Complete the following:
A - Write down the passage from the article on Merkel and same-sex marriage word for word, starting at "Angela Merkel’s party" and ending at "the whip system.".
B - Resume the article on Merkel's party and same-sex marriage, carrying it on from its final sentence.

Source text:
***

German Chancellor Angela Merkel is often lauded in the Western press as an example of a strong national leader that proudly stands up for socially liberal values. This was most notably demonstrated by the approach many organisations took to her decision to welcome hundreds of thousands of refugees into Germany, much to the opposition of other EU states. However for advocates of LGBT equality there has always been a black rain cloud above Mrs Merkel when she is described in such glowingly positive terms as she and her party, the Christian Democratic Union (CDU) have always opposed the legalisation of same-sex marriage. The news yesterday was that the CDU may change this position.
Angela Merkel’s party is rooted in German Christian philosophy and as a result has often opted for the traditionally dominant definition of marriage. This has meant a rigid defence of heterosexual marriage despite public opinion shifting away from this understanding. In an attempt to strengthen her position among more liberally minded Germans the Chancellor has signaled that she now favours party whips a conscience vote in the Bundestag without an official party line being enforced through the whip system.
This would be hugely significant as the SPD, FDP, the Greens and Die Linke along with some more liberal members of the CDU all back marriage equality. The success of any bill in the near future will be dependent on the results of the German federal election in September which is why some SPD MPs are calling for a vote this week. As much as I would welcome a vote this week I don’t believe that there will be one because this risks alienating some of Merkel’s more conservative base. But this shouldn’t be a source of despair.

***

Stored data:
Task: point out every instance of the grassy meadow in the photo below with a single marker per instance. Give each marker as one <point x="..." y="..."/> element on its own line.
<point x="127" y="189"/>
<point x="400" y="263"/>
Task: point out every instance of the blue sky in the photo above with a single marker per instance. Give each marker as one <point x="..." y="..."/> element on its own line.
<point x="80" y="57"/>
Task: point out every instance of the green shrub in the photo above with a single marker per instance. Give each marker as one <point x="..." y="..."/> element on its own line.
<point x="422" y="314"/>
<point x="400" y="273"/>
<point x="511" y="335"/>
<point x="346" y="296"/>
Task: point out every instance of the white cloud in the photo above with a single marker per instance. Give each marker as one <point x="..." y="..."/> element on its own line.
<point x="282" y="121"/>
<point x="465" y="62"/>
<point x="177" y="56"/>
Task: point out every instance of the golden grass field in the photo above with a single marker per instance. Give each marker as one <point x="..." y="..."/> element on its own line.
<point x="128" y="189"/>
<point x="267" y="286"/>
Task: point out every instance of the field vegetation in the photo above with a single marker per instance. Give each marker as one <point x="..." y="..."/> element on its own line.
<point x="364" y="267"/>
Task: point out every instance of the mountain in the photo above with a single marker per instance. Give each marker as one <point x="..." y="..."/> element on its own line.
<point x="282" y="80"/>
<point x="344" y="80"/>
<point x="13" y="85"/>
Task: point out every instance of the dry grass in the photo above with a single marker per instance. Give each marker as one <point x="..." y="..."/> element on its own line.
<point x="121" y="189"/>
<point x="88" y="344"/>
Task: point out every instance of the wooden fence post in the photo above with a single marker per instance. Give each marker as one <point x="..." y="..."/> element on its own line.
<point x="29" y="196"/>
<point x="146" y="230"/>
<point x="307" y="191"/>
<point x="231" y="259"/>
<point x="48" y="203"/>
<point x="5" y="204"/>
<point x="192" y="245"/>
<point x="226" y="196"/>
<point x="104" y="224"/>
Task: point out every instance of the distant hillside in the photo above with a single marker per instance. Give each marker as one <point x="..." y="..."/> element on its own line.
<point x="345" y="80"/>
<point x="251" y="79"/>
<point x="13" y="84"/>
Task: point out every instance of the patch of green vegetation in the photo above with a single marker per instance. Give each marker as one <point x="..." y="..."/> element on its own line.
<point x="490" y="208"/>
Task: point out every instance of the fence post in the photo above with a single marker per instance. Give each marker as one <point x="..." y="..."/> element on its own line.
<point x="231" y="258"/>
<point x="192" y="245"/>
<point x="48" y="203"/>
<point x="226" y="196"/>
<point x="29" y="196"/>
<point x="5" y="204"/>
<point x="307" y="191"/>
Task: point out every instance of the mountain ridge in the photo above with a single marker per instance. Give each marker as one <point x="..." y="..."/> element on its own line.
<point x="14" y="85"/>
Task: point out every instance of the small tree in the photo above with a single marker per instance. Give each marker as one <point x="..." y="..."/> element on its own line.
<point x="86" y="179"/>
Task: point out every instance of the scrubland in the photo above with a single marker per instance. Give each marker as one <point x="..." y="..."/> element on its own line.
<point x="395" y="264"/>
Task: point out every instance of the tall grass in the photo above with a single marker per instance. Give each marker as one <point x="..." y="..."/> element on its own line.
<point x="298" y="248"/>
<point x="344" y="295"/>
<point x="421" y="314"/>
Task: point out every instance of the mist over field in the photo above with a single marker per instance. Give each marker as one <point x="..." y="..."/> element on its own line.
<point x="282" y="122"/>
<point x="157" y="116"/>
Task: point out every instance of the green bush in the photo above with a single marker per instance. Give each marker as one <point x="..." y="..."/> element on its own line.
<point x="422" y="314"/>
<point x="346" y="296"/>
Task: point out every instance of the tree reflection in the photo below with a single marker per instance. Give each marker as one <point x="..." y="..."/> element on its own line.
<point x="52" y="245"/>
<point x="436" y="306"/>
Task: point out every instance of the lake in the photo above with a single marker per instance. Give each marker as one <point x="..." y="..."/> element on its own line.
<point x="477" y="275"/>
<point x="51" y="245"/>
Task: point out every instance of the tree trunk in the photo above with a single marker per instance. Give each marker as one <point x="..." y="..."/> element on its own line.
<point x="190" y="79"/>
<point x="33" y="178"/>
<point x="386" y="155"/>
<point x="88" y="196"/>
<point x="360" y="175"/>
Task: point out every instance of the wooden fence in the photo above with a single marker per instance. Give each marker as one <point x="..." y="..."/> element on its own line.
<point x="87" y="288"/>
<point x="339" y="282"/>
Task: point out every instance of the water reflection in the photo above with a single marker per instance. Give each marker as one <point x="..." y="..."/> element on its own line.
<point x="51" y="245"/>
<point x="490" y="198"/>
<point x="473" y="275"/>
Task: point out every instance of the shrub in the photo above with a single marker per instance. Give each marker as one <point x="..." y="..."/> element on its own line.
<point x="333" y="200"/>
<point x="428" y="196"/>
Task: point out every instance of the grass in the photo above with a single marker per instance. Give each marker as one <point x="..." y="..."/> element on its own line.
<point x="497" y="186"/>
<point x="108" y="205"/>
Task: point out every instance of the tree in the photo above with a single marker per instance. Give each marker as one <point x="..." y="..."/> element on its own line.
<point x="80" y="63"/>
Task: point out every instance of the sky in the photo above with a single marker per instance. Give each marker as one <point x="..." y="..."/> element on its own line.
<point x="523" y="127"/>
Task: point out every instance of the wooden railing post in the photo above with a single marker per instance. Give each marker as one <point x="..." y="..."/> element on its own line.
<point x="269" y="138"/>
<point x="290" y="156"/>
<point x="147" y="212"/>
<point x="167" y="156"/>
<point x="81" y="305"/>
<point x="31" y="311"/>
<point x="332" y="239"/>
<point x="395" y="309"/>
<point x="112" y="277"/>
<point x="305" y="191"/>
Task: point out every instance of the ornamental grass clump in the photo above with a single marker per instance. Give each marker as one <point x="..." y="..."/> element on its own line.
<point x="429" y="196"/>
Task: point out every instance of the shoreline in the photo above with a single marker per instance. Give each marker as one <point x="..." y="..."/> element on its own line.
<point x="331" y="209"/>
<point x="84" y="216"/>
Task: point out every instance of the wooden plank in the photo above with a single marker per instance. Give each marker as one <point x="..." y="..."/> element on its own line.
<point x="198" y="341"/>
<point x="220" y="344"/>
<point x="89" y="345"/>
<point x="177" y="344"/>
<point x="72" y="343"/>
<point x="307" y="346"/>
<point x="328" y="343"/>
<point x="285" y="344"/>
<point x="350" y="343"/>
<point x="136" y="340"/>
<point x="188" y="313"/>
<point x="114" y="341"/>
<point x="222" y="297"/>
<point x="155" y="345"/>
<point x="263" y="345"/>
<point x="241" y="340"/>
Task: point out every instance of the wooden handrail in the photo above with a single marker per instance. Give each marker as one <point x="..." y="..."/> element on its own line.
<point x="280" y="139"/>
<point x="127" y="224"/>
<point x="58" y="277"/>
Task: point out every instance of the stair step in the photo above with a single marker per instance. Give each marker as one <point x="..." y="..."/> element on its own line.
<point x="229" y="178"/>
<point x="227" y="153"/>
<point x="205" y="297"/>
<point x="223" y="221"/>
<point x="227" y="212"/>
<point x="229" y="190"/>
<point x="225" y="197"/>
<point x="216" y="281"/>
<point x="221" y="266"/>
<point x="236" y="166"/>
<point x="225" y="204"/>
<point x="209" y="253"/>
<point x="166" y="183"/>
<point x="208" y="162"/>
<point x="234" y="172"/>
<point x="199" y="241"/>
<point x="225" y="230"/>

***

Task-by-task results:
A -
Angela Merkel’s party is rooted in German Christian philosophy and as a result has often opted for the traditionally dominant definition of marriage. This has meant a rigid defence of heterosexual marriage despite public opinion shifting away from this understanding. In an attempt to strengthen her position among more liberally minded Germans the Chancellor has signaled that she now favours party whips a conscience vote in the Bundestag without an official party line being enforced through the whip system.

B -
The most recent poll for the German federal election puts the CDU/CSU on 37%, the SPD on 26%, the Greens on 6.5%, the FDP on 9%, Die Linke on 10% and the right-wing AfD on 8.5%. We don’t know how these seats will be divided up exactly because of the German electoral system, but if we presumed that this vote share will be transferred into more or less the same proportion of seats, which I’m aware isn’t quite what happens, the picture looks quite good. Under these circumstances, the CDU/CSU will have approximately 233 seats, the SPD will have 164, the Greens will have 41, the FDP will have 57, Die Linke will have 63, and the AfD will have 54. Again let me stress that these numbers are inaccurate, albeit educated, estimates.
Even if this hypothetical situation I’ve postulated above turns out to be surprisingly accurate, the prospect of marriage equality being passed is still good. In this situation pro-equality parties (SPD, FDP, the Greens, and Die Linke) have 325 seats, and this is more than the 316 needed to have a majority. This slim majority emphasises the need to not get complacent. As I’ve said the above situation is an estimate with a number of caveats and as a result the more CDU MPs that vote for equality will be very welcome indeed.
Back to Merkel, some German commentators have actually gone as far as saying that this announcement may indicate that Chancellor has changed her own position. A report by the BBC said that Merkel had previously opposed same-sex marriage on the grounds that children’s welfare may be at risk. However the report goes on to say that Merkel said in a debate organsied by the German magazine Brigitte that she had met with a lesbian couple in her constituency. The couple in question in question had fostered eight children with the permission of the Land government. In the debate she said this couple had made an impact on her and she said: “I can no longer argue so simply on the basis of children’s welfare”. I don’t know if Merkel has personally changed her opinion on the issue but if she did publicly come out for same-sex marriage, more moderate CDU MPs will not discouraged from supporting any prospective legislation.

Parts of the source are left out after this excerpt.